- **WHAT TO PRODUCE**
Select every line in the entries below that contains the word "leafy", and copy each such line in full.

- **SOURCE RECORDS**
---*---

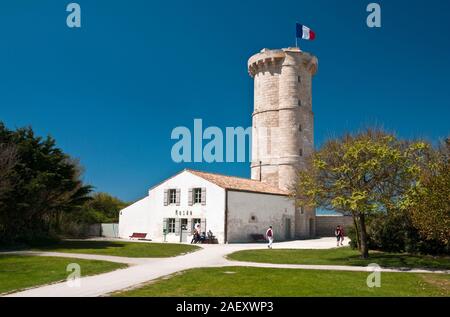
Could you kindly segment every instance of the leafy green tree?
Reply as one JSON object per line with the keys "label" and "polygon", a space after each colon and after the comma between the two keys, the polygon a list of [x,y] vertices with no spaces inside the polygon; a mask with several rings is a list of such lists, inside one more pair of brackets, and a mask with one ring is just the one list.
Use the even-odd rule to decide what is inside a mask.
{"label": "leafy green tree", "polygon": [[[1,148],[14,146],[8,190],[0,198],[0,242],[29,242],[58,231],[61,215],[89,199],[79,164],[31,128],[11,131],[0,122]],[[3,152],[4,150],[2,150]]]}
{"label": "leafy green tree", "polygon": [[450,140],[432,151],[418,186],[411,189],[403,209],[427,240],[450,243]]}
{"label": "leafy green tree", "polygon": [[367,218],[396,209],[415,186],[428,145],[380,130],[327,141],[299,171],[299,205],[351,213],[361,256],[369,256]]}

---*---

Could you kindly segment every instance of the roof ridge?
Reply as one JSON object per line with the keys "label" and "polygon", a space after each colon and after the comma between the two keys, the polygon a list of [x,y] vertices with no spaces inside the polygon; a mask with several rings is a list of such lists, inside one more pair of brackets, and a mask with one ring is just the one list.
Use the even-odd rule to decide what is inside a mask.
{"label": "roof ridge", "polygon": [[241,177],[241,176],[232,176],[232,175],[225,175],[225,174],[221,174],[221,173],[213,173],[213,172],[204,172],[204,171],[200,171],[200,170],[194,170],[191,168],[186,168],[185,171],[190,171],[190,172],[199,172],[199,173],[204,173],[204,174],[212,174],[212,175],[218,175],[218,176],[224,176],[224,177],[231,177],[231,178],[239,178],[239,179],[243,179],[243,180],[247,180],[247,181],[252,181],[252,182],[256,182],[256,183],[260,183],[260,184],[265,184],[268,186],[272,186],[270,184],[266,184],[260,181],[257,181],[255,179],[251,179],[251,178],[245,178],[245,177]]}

---*---

- **CORRECT RESPONSE**
Could you kindly segment every instance of the leafy green tree?
{"label": "leafy green tree", "polygon": [[[1,148],[14,146],[8,190],[0,198],[0,242],[29,242],[58,231],[61,215],[89,199],[79,164],[31,128],[11,131],[0,122]],[[3,152],[4,150],[2,150]]]}
{"label": "leafy green tree", "polygon": [[450,140],[432,151],[418,186],[411,189],[403,209],[427,240],[450,243]]}
{"label": "leafy green tree", "polygon": [[367,218],[396,209],[415,186],[428,145],[380,130],[327,141],[299,171],[299,205],[351,213],[361,256],[369,256]]}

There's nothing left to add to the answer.